# [Your instructions]
Copy nothing but the lines below running from the line containing "pixel 189 259" through the line containing "One point lands on every instance of the teacup", both end lines included.

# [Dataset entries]
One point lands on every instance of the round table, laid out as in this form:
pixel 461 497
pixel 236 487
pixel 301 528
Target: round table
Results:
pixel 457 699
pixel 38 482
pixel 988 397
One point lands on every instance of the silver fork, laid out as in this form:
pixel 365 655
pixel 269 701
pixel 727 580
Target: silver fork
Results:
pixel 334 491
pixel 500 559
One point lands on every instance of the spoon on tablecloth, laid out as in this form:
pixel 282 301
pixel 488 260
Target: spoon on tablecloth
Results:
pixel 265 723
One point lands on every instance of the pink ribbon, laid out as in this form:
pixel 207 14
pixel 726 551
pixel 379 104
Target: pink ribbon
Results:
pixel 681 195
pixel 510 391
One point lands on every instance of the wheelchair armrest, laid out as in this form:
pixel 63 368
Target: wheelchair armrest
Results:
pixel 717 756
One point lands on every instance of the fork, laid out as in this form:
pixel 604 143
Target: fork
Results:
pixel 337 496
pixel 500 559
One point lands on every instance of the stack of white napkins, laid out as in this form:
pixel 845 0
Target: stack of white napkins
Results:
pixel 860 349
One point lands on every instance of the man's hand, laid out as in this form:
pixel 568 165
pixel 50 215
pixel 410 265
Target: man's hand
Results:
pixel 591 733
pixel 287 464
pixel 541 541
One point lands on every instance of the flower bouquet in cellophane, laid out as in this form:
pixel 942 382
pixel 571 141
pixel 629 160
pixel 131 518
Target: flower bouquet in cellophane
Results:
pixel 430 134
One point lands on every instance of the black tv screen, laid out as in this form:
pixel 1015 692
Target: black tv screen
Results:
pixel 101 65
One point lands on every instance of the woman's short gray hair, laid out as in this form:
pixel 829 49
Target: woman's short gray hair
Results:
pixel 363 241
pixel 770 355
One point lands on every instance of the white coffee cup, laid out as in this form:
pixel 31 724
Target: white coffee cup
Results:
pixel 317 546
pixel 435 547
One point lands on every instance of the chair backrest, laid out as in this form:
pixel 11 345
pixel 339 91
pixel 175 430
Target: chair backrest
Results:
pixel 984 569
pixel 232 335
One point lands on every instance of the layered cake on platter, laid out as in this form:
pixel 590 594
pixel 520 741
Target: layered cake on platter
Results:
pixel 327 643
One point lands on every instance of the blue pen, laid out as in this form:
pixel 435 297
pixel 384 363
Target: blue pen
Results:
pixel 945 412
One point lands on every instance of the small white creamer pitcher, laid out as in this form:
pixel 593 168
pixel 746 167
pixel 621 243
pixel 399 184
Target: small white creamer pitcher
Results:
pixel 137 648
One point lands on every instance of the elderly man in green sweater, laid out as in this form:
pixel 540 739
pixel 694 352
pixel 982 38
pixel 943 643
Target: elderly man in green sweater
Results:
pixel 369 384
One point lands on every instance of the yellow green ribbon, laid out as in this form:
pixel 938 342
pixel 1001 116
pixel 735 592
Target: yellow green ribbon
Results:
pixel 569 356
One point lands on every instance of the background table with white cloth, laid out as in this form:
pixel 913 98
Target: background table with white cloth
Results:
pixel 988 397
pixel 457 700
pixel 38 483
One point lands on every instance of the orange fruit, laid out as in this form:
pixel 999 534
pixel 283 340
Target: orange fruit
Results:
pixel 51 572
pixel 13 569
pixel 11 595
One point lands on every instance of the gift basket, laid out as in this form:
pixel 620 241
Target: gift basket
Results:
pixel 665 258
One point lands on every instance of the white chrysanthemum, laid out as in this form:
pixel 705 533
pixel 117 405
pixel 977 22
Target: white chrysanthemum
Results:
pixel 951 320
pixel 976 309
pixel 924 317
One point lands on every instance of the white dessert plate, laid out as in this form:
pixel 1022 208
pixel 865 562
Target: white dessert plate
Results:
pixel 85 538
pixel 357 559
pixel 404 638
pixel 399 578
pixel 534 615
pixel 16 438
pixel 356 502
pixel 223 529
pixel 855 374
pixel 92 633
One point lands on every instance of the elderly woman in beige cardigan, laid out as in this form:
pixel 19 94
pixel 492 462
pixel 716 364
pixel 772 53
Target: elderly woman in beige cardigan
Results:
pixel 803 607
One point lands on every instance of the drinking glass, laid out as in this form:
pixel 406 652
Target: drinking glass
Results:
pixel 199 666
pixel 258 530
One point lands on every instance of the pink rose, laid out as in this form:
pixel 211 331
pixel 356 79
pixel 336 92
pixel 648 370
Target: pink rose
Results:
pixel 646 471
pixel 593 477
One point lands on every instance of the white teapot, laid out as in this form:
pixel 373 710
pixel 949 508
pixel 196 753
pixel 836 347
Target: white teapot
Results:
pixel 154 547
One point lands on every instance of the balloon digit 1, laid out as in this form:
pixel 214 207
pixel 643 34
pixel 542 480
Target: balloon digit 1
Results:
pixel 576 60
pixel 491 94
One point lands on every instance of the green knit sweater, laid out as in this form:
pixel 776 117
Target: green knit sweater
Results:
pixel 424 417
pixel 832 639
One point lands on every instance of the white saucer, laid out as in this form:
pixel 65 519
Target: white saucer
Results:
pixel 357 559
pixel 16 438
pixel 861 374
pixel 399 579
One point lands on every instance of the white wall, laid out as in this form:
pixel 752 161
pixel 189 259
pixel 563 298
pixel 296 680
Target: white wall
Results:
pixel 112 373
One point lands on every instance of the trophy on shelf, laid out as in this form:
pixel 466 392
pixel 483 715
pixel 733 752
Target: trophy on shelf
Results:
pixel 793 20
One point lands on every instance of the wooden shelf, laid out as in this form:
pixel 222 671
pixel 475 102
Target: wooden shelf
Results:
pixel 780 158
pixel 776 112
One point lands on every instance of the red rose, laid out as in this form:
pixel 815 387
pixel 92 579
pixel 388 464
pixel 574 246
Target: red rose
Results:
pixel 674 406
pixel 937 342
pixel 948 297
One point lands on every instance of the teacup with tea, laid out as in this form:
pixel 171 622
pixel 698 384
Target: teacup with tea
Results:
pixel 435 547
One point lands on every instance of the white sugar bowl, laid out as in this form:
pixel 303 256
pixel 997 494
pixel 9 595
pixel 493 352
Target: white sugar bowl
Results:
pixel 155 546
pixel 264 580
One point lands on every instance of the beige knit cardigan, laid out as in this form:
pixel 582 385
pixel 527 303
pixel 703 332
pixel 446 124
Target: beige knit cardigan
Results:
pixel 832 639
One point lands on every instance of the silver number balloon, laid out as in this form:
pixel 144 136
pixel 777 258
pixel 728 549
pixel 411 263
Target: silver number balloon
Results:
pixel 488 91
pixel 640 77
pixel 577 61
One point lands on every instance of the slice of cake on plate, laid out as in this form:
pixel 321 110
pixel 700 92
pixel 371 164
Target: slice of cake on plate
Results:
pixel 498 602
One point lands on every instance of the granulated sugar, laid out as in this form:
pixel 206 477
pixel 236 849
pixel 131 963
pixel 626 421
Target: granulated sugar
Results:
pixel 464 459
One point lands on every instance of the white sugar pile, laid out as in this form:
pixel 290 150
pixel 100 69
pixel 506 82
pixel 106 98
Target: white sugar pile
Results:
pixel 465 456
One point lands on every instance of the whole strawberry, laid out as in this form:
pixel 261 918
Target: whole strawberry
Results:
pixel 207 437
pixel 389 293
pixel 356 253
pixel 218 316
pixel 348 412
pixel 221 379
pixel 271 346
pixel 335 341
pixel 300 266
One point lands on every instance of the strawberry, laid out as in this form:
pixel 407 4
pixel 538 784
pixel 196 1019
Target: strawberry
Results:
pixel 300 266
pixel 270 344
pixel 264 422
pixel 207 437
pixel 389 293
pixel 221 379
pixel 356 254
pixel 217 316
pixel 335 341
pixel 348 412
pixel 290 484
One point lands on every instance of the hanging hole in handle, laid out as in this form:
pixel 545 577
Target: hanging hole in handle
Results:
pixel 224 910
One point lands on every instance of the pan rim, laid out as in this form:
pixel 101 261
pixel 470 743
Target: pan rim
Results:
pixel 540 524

# [Answer box]
pixel 189 259
pixel 563 298
pixel 296 680
Target: white wall
Results:
pixel 112 373
One point lands on every instance of the trophy on shelf, laid out as in this form:
pixel 466 392
pixel 483 715
pixel 733 752
Target: trophy on shelf
Results:
pixel 793 20
One point lands on every instance of the wooden shelf, laid out as in this form:
pixel 222 671
pixel 475 102
Target: wooden shelf
Results:
pixel 780 158
pixel 776 112
One point lands on every instance of the red rose, laid out as in this form:
pixel 815 387
pixel 92 579
pixel 388 464
pixel 574 246
Target: red rose
Results:
pixel 674 406
pixel 937 342
pixel 948 297
One point lands on every instance of the teacup with tea, laid out as in this form:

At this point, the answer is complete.